- _Textauszug_:
Bourdieu für ÖsterreicherInnen und den Rest der Welt, Tagung: Klasse, Milieu, Soziale Reproduktion: Was bleibt von Pierre Bourdieu?, AK Wien
Intervention 13. Februar 2019
Sehr verehrte Damen und Herren, Sie werden in den kommenden Minuten angesichts meiner Wortmeldungen vielleicht ziemlich rasant zur Ansicht gelangen, Sie seien in der falschen Veranstaltung oder aber ich – einen schönen guten Abend! – sei da hier eben völlig fehl am Platze: Wischiwaschi, Larifari, ausweglos und Blablabla. Nichtsdestotrotz kennen die meisten von Ihnen wahrscheinlich die Geschichte, dass der Erfinder des Schachspieles als finanzielle Gegenleistung für seine Idee vom Herrscher lediglich ein Reiskorn auf das erste Feld, 2 auf das 2. Feld, 4 auf das 3., 8 auf das 4., 16 auf das 5. und so weiter bis zum 64. Feld sich erbat. Die Obrigkeit stimmt dem Erfinder freudig zu und verspricht ihm verbindlich die geforderte läppische Summe. Alleine auf dem 64. Feld liegen dann jedoch an Gewicht an die 500 Milliarden Tonnen Reis und auf allen 64 Feldern zusammen die Welternte von etlichen Jahrhunderten und das sind in Summe so viele Reiskörner, dass diese eine 1 Kilometer breite Straße von der Erde bis zur Sonne ergeben. Rechnerisch ist das Ganze angeblich etwas relativ Simples und durch und durch rational und normal. Zugleich wohl allerdings mutet es total irrational an und in den Konsequenzen unheimlich. Man kann das Ganze natürlich auch ganz anders sehen und empfinden, nämlich so, wie es zumeist erzählt wird: als Beispiel für Geschäftstüchtigkeit.

- _Ausgangsmaterial_:
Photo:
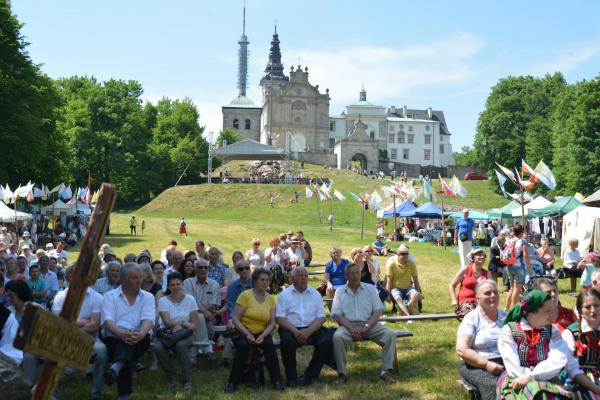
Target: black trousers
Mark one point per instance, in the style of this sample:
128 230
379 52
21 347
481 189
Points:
119 351
323 346
243 348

- _Aufgabe 1_:
Gib alle Einträge unverändert wieder, die Bilder aber nicht.
- _Aufgabe 2_:
Führe die Wortmeldung zur Bourdieu-Tagung nach ihrem letzten Satz weiter.

- _Lösung 1_:
Photo:
Target: black trousers
Mark one point per instance, in the style of this sample:
128 230
379 52
21 347
481 189
Points:
119 351
323 346
243 348

- _Lösung 2_:
Von der Erfindung des Schachspieles existiert seit alters her auch ein total konträr beschaffener Bericht: Eine Mutter will da wissen, wieso ihr Kind zugrunde gegangen ist. Verzweifelt stellt sie die Verantwortlichen zur Rede. Von denen werden daraufhin die Gegebenheiten, Begebenheiten, Abläufe, der Konflikt, das Schlachten, die herrschende Ordnung nachgestellt und in aller Kenntlichkeit vor Augen geführt. Auf die Klage dieser Mutter hin. Vor ein paar Jahren hat übrigens ein bekannter österreichischer Kabarettist aufs Schach zurückgegriffen, als er das erschütternde Ableben seiner Frau an die Öffentlichkeit brachte. Gewissermaßen stellte er in einer Art Kampfschrift nach, wie seine Frau inmitten des, wie man ja gemeinhin hört, erstklassigen österreichischen Gesundheitswesens qualvoll und entstellt und – kann sein – unnötig zu Tode gekommen ist. Auf Schachzüge rekurrierend versuchte er einerseits, die eigene Fassung wiederzugewinnen, und andererseits, den seiner Meinung nach Verantwortlichen das Handwerk zu legen, damit anderen Menschen nicht zwangsläufig dasselbe widerfährt wie seiner Frau.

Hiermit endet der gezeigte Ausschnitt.